**Using the information:**
(A) List every isotope that the article on carbon-13 NMR satellites identifies by mass number, counting each isotope once.
(B) Using the article on carbon-13 NMR satellites, decide whether each statement agrees with it. Answer yes or no and quote the words that settle it.
(i) Carbon satellites are large peaks that dominate the spectrum.
(ii) Carbon satellites appear only in proton NMR.
(iii) The spectrum is usually not ^{13}C-decoupled.
(C) Continue the article on carbon-13 NMR satellites after its final sentence.

**Extract to read:**
○ ○ ○ ○ ○
= Carbon-13 NMR satellite =

Type of nuclear magnetic resonance peak

Carbon satellites in physics and spectroscopy, are small peaks that can be seen shouldering the main peaks in the nuclear magnetic resonance (NMR) spectrum. These peaks can occur in the NMR spectrum of any NMR active atom (e.g. ^{19}F or ^{31}P NMR) where those atoms adjoin a carbon atom (and where the spectrum is not ^{13}C-decoupled, which is usually the case). However, Carbon satellites are most often encountered in proton NMR.
○ ○ ○ ○ ○
**Extracted information:**
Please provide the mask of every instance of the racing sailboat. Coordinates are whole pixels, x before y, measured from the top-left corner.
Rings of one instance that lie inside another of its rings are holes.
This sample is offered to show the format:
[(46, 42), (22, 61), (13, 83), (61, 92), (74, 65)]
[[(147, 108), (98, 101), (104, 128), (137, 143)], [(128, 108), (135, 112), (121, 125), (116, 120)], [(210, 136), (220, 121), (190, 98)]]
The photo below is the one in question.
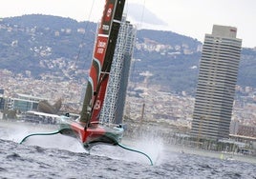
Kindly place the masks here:
[(121, 125), (99, 123), (111, 64), (121, 23), (125, 0), (106, 0), (95, 43), (93, 62), (80, 118), (61, 117), (60, 133), (81, 140), (84, 148), (103, 143), (117, 145), (123, 134)]
[[(124, 5), (125, 0), (105, 0), (80, 117), (74, 120), (68, 114), (61, 116), (58, 130), (29, 134), (22, 139), (20, 144), (31, 136), (61, 133), (78, 137), (87, 150), (97, 144), (117, 145), (122, 149), (143, 154), (153, 165), (151, 158), (146, 153), (120, 144), (123, 135), (121, 125), (104, 125), (99, 122)], [(117, 121), (122, 120), (118, 119)]]

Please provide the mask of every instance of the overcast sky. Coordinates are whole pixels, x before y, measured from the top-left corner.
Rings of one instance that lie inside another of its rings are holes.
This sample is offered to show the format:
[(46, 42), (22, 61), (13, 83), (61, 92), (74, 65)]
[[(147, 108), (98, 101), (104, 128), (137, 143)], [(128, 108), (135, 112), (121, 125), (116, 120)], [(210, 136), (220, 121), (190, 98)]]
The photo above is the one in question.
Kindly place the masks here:
[[(1, 1), (0, 17), (38, 13), (96, 22), (104, 3), (105, 0), (7, 0)], [(256, 47), (256, 0), (126, 0), (126, 4), (130, 5), (125, 9), (128, 20), (138, 28), (171, 30), (203, 42), (213, 24), (232, 26), (238, 29), (237, 38), (243, 39), (243, 47)]]

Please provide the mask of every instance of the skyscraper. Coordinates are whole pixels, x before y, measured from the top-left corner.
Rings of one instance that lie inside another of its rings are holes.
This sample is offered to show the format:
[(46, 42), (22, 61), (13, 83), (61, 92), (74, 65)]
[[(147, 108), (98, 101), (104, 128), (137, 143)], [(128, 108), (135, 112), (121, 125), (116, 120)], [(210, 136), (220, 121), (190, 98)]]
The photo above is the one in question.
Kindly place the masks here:
[(136, 28), (122, 17), (100, 120), (121, 124)]
[(205, 34), (191, 135), (228, 138), (242, 40), (237, 29), (214, 25)]

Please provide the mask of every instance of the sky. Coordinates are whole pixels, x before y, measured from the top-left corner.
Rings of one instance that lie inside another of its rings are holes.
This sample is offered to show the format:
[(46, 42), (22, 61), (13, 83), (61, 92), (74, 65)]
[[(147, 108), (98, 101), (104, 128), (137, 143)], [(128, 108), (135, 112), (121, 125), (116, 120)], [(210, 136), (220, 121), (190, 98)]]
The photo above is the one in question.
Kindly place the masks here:
[[(0, 17), (47, 14), (97, 22), (105, 0), (1, 1)], [(203, 42), (212, 26), (237, 28), (242, 47), (256, 47), (256, 0), (126, 0), (124, 12), (138, 29), (171, 30)]]

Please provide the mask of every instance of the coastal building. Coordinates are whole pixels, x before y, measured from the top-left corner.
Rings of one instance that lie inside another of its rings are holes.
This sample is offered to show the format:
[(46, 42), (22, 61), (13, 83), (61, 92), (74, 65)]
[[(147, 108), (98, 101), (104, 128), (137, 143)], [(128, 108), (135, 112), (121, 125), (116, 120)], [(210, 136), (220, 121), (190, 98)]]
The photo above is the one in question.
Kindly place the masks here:
[(15, 97), (7, 99), (7, 109), (21, 112), (37, 110), (38, 103), (44, 100), (47, 99), (27, 94), (16, 94)]
[(126, 89), (136, 37), (136, 28), (122, 17), (110, 79), (100, 120), (105, 123), (121, 124), (125, 105)]
[(214, 25), (205, 34), (193, 112), (191, 135), (228, 138), (242, 40), (237, 29)]

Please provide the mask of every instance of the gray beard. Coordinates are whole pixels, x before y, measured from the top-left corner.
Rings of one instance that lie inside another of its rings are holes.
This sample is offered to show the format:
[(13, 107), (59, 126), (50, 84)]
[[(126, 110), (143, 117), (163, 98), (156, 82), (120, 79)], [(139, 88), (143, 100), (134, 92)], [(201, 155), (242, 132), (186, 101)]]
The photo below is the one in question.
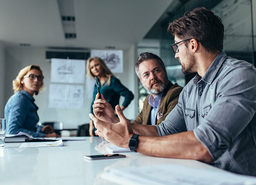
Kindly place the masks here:
[(167, 78), (166, 78), (165, 79), (165, 83), (164, 84), (161, 83), (160, 85), (160, 87), (159, 89), (159, 90), (157, 91), (155, 89), (153, 88), (151, 88), (151, 89), (149, 90), (147, 87), (146, 87), (143, 84), (142, 84), (143, 86), (149, 93), (154, 94), (154, 95), (158, 95), (158, 94), (162, 93), (162, 92), (164, 91), (167, 85), (168, 85), (168, 79)]

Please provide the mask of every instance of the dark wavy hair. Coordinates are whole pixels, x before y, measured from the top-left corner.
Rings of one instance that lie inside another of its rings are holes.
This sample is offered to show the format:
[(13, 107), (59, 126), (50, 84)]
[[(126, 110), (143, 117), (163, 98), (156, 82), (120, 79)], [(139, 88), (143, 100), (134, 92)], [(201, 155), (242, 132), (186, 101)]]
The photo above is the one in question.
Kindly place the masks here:
[(224, 26), (221, 19), (204, 7), (196, 8), (174, 19), (169, 23), (167, 32), (181, 39), (195, 39), (209, 52), (223, 49)]

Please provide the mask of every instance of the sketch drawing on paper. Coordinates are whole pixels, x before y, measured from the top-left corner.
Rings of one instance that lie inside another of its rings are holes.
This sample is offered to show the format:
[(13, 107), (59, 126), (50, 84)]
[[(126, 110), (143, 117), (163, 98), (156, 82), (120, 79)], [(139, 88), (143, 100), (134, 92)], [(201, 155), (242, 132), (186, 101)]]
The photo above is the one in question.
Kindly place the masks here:
[(74, 92), (73, 94), (73, 98), (80, 98), (80, 95), (81, 94), (81, 90), (80, 89), (77, 89), (77, 92)]
[(74, 66), (61, 66), (57, 69), (57, 73), (59, 75), (73, 75), (74, 73)]
[(115, 68), (117, 64), (120, 62), (119, 56), (115, 53), (112, 53), (109, 55), (107, 53), (100, 57), (106, 63), (106, 65), (110, 69)]

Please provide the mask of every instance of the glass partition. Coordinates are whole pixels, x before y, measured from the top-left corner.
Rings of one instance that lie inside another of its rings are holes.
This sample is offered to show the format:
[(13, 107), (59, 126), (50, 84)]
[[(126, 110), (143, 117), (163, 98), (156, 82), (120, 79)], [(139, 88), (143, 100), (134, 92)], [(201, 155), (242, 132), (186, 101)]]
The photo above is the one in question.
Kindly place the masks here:
[[(138, 44), (138, 56), (142, 52), (157, 54), (165, 65), (169, 79), (184, 86), (195, 74), (184, 75), (181, 66), (170, 45), (174, 38), (167, 34), (169, 23), (182, 17), (187, 11), (196, 7), (204, 7), (220, 17), (224, 25), (224, 51), (228, 56), (246, 60), (254, 65), (254, 47), (251, 0), (193, 0), (173, 1), (166, 12)], [(148, 44), (155, 43), (154, 44)], [(140, 82), (139, 86), (139, 108), (148, 94)]]

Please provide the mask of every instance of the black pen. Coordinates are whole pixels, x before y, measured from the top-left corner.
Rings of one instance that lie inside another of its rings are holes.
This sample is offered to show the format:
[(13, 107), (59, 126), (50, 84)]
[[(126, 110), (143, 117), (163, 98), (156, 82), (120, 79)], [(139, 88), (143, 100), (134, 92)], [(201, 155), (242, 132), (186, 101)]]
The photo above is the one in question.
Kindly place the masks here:
[(95, 80), (96, 81), (96, 85), (97, 86), (97, 91), (98, 92), (100, 93), (99, 99), (101, 99), (101, 95), (100, 95), (100, 83), (99, 82), (99, 79), (97, 76), (95, 76)]

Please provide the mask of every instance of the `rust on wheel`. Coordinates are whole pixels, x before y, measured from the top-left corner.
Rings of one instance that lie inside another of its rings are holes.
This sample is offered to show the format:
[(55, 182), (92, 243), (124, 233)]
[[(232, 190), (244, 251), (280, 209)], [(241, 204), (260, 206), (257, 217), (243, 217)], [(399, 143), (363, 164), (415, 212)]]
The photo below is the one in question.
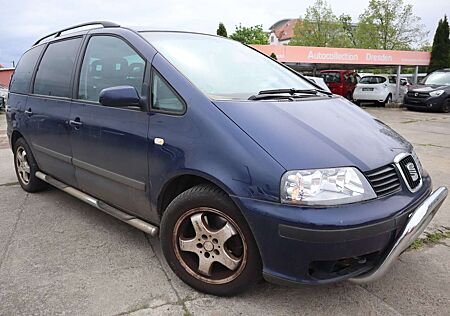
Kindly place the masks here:
[(30, 165), (28, 163), (27, 152), (22, 146), (17, 147), (16, 150), (16, 167), (20, 181), (25, 185), (30, 183)]
[(183, 214), (172, 240), (183, 268), (209, 284), (231, 282), (247, 262), (247, 242), (239, 226), (216, 209), (196, 208)]

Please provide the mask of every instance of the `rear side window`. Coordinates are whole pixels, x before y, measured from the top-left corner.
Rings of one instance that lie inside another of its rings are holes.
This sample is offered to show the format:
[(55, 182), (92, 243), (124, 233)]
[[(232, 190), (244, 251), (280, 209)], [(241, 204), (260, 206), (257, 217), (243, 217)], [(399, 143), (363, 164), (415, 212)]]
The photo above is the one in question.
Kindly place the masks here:
[(385, 77), (381, 76), (366, 76), (363, 77), (359, 82), (360, 83), (368, 83), (368, 84), (377, 84), (377, 83), (383, 83), (386, 81)]
[(50, 44), (42, 57), (34, 80), (35, 94), (71, 97), (70, 86), (81, 38)]
[(123, 40), (93, 36), (81, 66), (78, 98), (98, 102), (100, 91), (116, 86), (135, 87), (142, 95), (144, 73), (144, 59)]
[(152, 109), (174, 113), (184, 112), (181, 99), (156, 71), (153, 71), (152, 76)]
[(11, 92), (28, 93), (34, 66), (36, 66), (36, 62), (43, 48), (44, 45), (40, 45), (23, 54), (11, 80)]

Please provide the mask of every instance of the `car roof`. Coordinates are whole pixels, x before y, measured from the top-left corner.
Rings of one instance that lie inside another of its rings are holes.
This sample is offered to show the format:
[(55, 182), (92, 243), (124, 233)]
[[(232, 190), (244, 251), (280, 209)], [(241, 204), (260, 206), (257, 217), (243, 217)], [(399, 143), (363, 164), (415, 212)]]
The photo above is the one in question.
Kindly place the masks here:
[[(94, 26), (94, 25), (100, 25), (100, 27), (90, 27), (90, 26)], [(86, 29), (86, 27), (90, 27), (88, 29)], [(68, 32), (71, 30), (76, 30), (79, 28), (85, 28), (82, 30), (77, 30), (77, 31), (72, 31), (72, 32)], [(108, 29), (111, 28), (120, 28), (120, 29), (127, 29), (136, 33), (145, 33), (145, 32), (167, 32), (167, 33), (186, 33), (186, 34), (197, 34), (197, 35), (205, 35), (205, 36), (214, 36), (214, 37), (221, 37), (215, 34), (207, 34), (207, 33), (200, 33), (200, 32), (191, 32), (191, 31), (182, 31), (182, 30), (160, 30), (160, 29), (147, 29), (147, 28), (129, 28), (129, 27), (125, 27), (125, 26), (120, 26), (119, 24), (116, 24), (114, 22), (109, 22), (109, 21), (93, 21), (93, 22), (87, 22), (87, 23), (82, 23), (82, 24), (77, 24), (71, 27), (67, 27), (64, 29), (61, 29), (59, 31), (55, 31), (53, 33), (50, 33), (48, 35), (45, 35), (44, 37), (41, 37), (40, 39), (38, 39), (33, 46), (37, 46), (39, 44), (42, 43), (47, 43), (47, 42), (52, 42), (54, 40), (57, 39), (62, 39), (65, 37), (71, 37), (71, 36), (76, 36), (76, 35), (84, 35), (87, 34), (93, 30), (95, 31), (99, 31), (101, 29), (105, 29), (105, 32), (108, 31)], [(66, 33), (68, 32), (68, 33)], [(62, 34), (64, 33), (64, 34)]]

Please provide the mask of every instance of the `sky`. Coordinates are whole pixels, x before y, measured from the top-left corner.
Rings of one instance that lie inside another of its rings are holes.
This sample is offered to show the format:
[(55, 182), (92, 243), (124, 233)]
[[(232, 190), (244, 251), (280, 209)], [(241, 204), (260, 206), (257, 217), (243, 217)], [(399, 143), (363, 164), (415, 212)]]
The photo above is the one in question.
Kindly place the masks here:
[[(262, 24), (268, 29), (276, 21), (297, 18), (314, 0), (0, 0), (0, 64), (11, 67), (40, 37), (67, 26), (107, 20), (124, 26), (177, 29), (216, 33), (223, 22), (229, 34), (236, 25)], [(357, 21), (369, 0), (328, 0), (334, 13), (349, 14)], [(405, 0), (430, 31), (450, 15), (449, 0)]]

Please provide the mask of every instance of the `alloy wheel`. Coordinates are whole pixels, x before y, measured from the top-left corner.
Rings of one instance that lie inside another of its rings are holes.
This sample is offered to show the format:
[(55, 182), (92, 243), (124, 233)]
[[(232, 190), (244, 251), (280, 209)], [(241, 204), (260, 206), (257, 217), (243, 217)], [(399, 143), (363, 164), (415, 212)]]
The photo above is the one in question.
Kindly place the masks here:
[(212, 208), (183, 214), (174, 227), (173, 246), (183, 268), (209, 284), (231, 282), (247, 262), (248, 247), (238, 225)]

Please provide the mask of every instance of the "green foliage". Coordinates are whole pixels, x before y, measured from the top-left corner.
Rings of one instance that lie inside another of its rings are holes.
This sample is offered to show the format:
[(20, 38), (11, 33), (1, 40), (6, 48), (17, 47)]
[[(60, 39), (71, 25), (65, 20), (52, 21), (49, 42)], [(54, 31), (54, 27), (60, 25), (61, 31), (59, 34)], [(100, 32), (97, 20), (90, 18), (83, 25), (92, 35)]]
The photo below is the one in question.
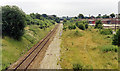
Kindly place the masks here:
[(66, 20), (66, 19), (64, 19), (64, 20), (63, 20), (63, 22), (65, 23), (65, 22), (67, 22), (67, 20)]
[(112, 43), (113, 43), (113, 45), (117, 45), (118, 47), (120, 47), (120, 29), (114, 35)]
[(96, 23), (95, 24), (95, 29), (96, 28), (97, 29), (103, 29), (103, 23), (101, 22), (101, 20), (97, 20), (95, 23)]
[(100, 31), (100, 33), (104, 35), (111, 35), (113, 32), (112, 29), (103, 29), (102, 31)]
[(76, 29), (76, 26), (73, 25), (73, 24), (71, 24), (71, 25), (68, 26), (68, 28), (69, 28), (70, 30), (72, 30), (72, 29)]
[(85, 28), (88, 29), (88, 23), (85, 23)]
[(83, 19), (83, 18), (84, 18), (84, 15), (83, 15), (83, 14), (79, 14), (79, 15), (78, 15), (78, 18)]
[(3, 36), (9, 36), (19, 40), (24, 34), (25, 13), (17, 6), (2, 7), (2, 31)]
[(81, 30), (85, 30), (85, 29), (88, 29), (88, 22), (87, 21), (77, 21), (76, 26)]
[(85, 25), (80, 23), (80, 24), (78, 24), (78, 28), (81, 30), (85, 30)]
[(74, 71), (78, 71), (78, 70), (82, 70), (83, 66), (81, 64), (73, 64), (73, 70)]
[(112, 18), (114, 18), (114, 17), (115, 17), (115, 14), (114, 14), (114, 13), (112, 13), (112, 14), (110, 14), (110, 16), (111, 16)]
[(66, 29), (67, 29), (67, 27), (65, 27), (65, 26), (64, 26), (64, 27), (63, 27), (63, 30), (65, 30), (65, 31), (66, 31)]
[(100, 48), (103, 52), (109, 52), (109, 51), (118, 52), (118, 47), (113, 45), (104, 45)]
[(83, 36), (83, 33), (81, 33), (80, 31), (76, 30), (76, 31), (74, 32), (74, 36), (81, 37), (81, 36)]

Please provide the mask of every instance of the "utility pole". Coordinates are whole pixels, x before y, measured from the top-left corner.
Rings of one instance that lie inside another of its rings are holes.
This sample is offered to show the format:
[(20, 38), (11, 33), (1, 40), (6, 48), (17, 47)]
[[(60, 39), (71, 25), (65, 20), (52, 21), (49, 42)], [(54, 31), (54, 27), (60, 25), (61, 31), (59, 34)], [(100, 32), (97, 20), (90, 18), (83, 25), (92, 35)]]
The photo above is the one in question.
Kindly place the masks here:
[(116, 27), (116, 24), (117, 24), (117, 14), (116, 14), (116, 17), (115, 17), (115, 32), (116, 32), (116, 30), (117, 30), (117, 27)]

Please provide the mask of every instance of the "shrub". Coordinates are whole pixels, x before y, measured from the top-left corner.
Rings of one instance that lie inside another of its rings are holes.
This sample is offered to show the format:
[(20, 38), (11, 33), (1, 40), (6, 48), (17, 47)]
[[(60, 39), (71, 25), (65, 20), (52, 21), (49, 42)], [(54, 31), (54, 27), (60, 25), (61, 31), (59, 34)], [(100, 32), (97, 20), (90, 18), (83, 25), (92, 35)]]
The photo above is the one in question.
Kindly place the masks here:
[(104, 35), (111, 35), (113, 32), (112, 29), (104, 29), (100, 33)]
[(103, 52), (109, 52), (109, 51), (118, 52), (118, 47), (113, 45), (105, 45), (101, 47), (101, 50)]
[(2, 31), (3, 36), (9, 36), (19, 40), (24, 34), (25, 13), (17, 6), (2, 7)]
[(65, 27), (65, 26), (64, 26), (64, 27), (63, 27), (63, 30), (65, 30), (65, 31), (66, 31), (66, 29), (67, 29), (67, 27)]
[(68, 28), (71, 30), (71, 29), (76, 29), (76, 26), (75, 25), (69, 25)]
[(80, 23), (80, 24), (78, 24), (78, 28), (81, 30), (85, 30), (85, 25)]
[(83, 33), (80, 33), (78, 30), (74, 32), (74, 36), (83, 36)]
[(113, 43), (113, 45), (117, 45), (118, 47), (120, 47), (120, 29), (114, 35), (112, 43)]
[(95, 29), (98, 28), (98, 29), (102, 29), (103, 28), (103, 23), (101, 22), (101, 20), (97, 20), (95, 22)]
[(85, 29), (88, 29), (88, 23), (85, 23)]
[(74, 70), (74, 71), (81, 70), (81, 69), (83, 69), (82, 67), (83, 67), (83, 66), (82, 66), (81, 64), (73, 64), (73, 70)]

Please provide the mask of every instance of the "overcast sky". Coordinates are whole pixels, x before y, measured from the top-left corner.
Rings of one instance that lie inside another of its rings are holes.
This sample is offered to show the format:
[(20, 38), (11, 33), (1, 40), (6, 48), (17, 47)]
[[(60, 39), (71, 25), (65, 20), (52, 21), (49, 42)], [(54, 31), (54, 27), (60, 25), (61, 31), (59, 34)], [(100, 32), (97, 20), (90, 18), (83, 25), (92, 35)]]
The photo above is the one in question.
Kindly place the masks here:
[(0, 0), (0, 5), (17, 5), (25, 13), (55, 14), (57, 16), (86, 16), (118, 13), (120, 0)]

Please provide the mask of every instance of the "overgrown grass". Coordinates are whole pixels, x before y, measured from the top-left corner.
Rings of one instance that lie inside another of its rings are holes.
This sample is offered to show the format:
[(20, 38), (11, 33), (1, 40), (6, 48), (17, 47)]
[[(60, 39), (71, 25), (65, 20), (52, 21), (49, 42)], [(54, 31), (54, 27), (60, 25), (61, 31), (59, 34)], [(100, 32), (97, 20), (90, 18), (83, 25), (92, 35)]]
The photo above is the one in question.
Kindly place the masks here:
[(2, 39), (2, 69), (7, 68), (23, 56), (31, 47), (44, 38), (54, 28), (40, 29), (37, 25), (29, 25), (25, 28), (25, 34), (20, 41), (9, 37)]
[[(75, 36), (76, 30), (63, 31), (60, 64), (63, 69), (117, 69), (118, 47), (112, 45), (113, 35), (102, 35), (91, 27)], [(73, 64), (75, 64), (73, 66)], [(79, 65), (80, 64), (80, 65)]]
[(113, 45), (104, 45), (104, 46), (101, 46), (100, 49), (103, 51), (103, 52), (118, 52), (118, 47), (117, 46), (113, 46)]

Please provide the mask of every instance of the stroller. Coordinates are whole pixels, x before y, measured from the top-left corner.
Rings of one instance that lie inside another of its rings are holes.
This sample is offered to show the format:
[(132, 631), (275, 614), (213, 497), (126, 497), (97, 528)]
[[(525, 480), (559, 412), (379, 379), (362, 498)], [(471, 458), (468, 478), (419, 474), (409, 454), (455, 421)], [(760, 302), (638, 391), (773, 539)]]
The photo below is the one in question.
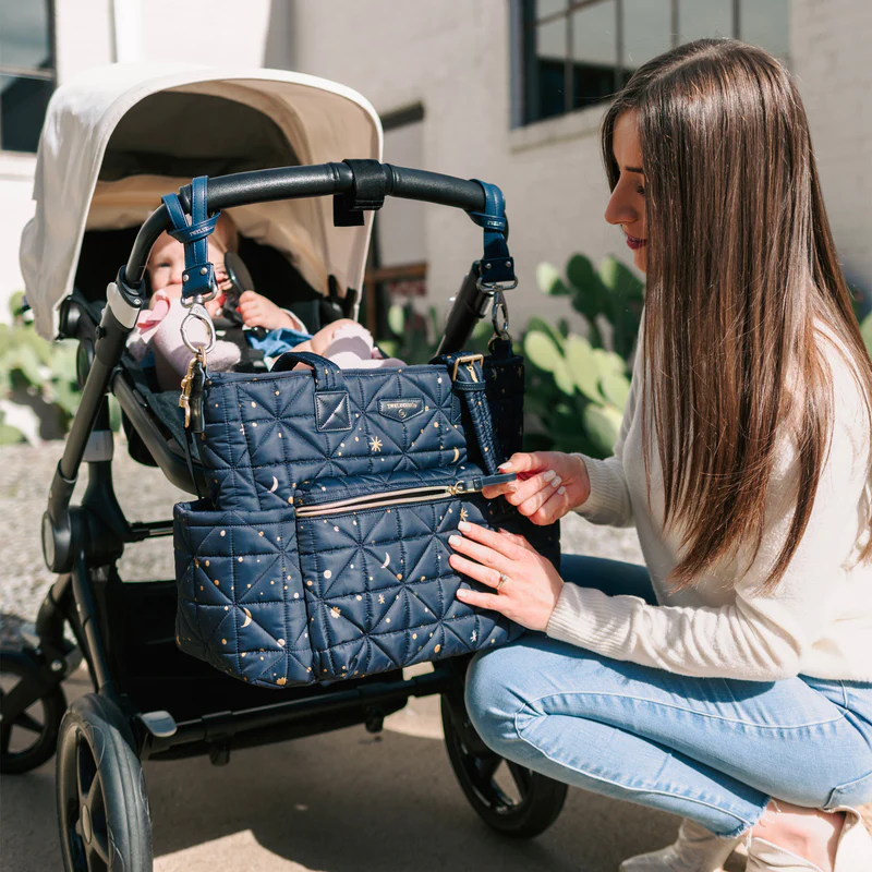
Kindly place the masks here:
[[(349, 155), (355, 159), (334, 162)], [(562, 808), (565, 785), (508, 763), (475, 734), (463, 703), (468, 656), (408, 677), (396, 669), (279, 691), (243, 685), (178, 650), (174, 580), (124, 583), (117, 569), (126, 543), (169, 536), (172, 522), (124, 518), (112, 487), (108, 393), (123, 411), (135, 460), (190, 494), (204, 479), (184, 450), (178, 390), (157, 389), (125, 351), (147, 302), (148, 253), (168, 226), (165, 207), (152, 211), (160, 195), (181, 189), (190, 205), (185, 183), (208, 174), (210, 206), (230, 210), (258, 292), (314, 331), (358, 317), (372, 209), (386, 194), (483, 209), (480, 184), (380, 158), (382, 128), (370, 104), (295, 73), (113, 66), (52, 98), (22, 263), (39, 332), (78, 342), (82, 400), (43, 522), (46, 562), (58, 579), (23, 650), (0, 652), (9, 688), (0, 701), (0, 771), (28, 772), (57, 751), (66, 870), (152, 869), (141, 761), (208, 754), (223, 765), (234, 748), (356, 724), (377, 732), (410, 697), (441, 694), (451, 766), (487, 825), (532, 837)], [(441, 350), (462, 348), (491, 312), (494, 293), (480, 271), (476, 262)], [(494, 305), (500, 330), (504, 313)], [(71, 506), (83, 462), (87, 486)], [(66, 625), (75, 644), (64, 638)], [(62, 681), (83, 658), (94, 692), (68, 708)]]

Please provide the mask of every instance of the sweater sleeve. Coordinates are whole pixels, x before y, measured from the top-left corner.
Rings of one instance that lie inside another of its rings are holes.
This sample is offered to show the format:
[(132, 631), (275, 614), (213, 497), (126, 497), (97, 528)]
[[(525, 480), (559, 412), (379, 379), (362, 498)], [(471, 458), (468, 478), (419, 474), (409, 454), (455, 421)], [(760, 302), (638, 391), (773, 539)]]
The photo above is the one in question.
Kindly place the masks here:
[(627, 488), (627, 476), (623, 472), (623, 445), (627, 434), (637, 414), (637, 393), (639, 391), (641, 375), (640, 361), (641, 347), (637, 349), (633, 375), (630, 384), (630, 395), (623, 409), (623, 419), (620, 423), (620, 433), (615, 443), (614, 453), (605, 460), (597, 460), (588, 455), (576, 453), (588, 469), (591, 481), (591, 493), (588, 499), (576, 511), (594, 524), (609, 526), (632, 526), (633, 507), (630, 501), (630, 492)]
[[(843, 410), (844, 411), (844, 410)], [(831, 581), (845, 573), (868, 529), (870, 425), (864, 410), (837, 414), (808, 526), (786, 573), (762, 593), (786, 541), (796, 500), (799, 457), (783, 453), (772, 476), (763, 543), (731, 564), (735, 603), (720, 607), (650, 606), (632, 596), (565, 584), (548, 635), (689, 676), (774, 681), (796, 676), (828, 620)], [(862, 419), (860, 417), (862, 415)], [(861, 517), (862, 516), (862, 517)], [(722, 578), (722, 576), (718, 576)], [(729, 573), (723, 577), (729, 582)]]

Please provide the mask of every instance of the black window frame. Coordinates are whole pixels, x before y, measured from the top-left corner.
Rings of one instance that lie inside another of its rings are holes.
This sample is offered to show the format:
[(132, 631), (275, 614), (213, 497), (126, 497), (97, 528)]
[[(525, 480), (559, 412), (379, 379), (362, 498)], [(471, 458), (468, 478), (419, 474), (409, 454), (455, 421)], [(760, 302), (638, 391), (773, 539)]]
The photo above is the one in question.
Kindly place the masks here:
○ ○ ○ ○ ○
**Answer list:**
(A) Carbon-13 (also written ^{13}C), ^{19}F, ^{31}P

(B)
(i) No: "small peaks that can be seen shouldering the main peaks"
(ii) No: "can occur in the NMR spectrum of any NMR active atom"
(iii) Yes: "where the spectrum is not ^{13}C-decoupled, which is usually the case"

(C)
In the example of proton NMR, these peaks are not the result of proton-proton coupling, but result from the coupling of ^{1}H atoms to an adjoining ^{13}C atom. These small peaks are known as carbon satellites as they are small and appear around the main ^{1}H peak i.e. satellite (around) to them. Carbon satellites are small because ^{13}C only makes up about 1% of the atomic carbon content of carbon, the rest of the carbon atoms are predominantly NMR inactive ^{12}C. Carbon satellites always appear as an evenly spaced pair around the main ^{1}H peak. This is because they are the result of 1% of the ^{1}H atoms coupling to an adjoined ^{13}C atom to give a wide doublet (^{13}C has a spin of a half). Note, if the main ^{1}H-peak has proton-proton coupling, then each satellite will be a miniature version of the main peak and will also show this ^{1}H-coupling, e.g. if the main ^{1}H-peak is a doublet, then the carbon satellites will appear as miniature doublets, i.e. one doublet on either side of the main ^{1}H-peak.

For other NMR atoms (e.g. ^{19}F or ^{31}P atoms), the same applies as above, but obviously where the proton atom is replaced with that other NMR active atom e.g. ^{31}P.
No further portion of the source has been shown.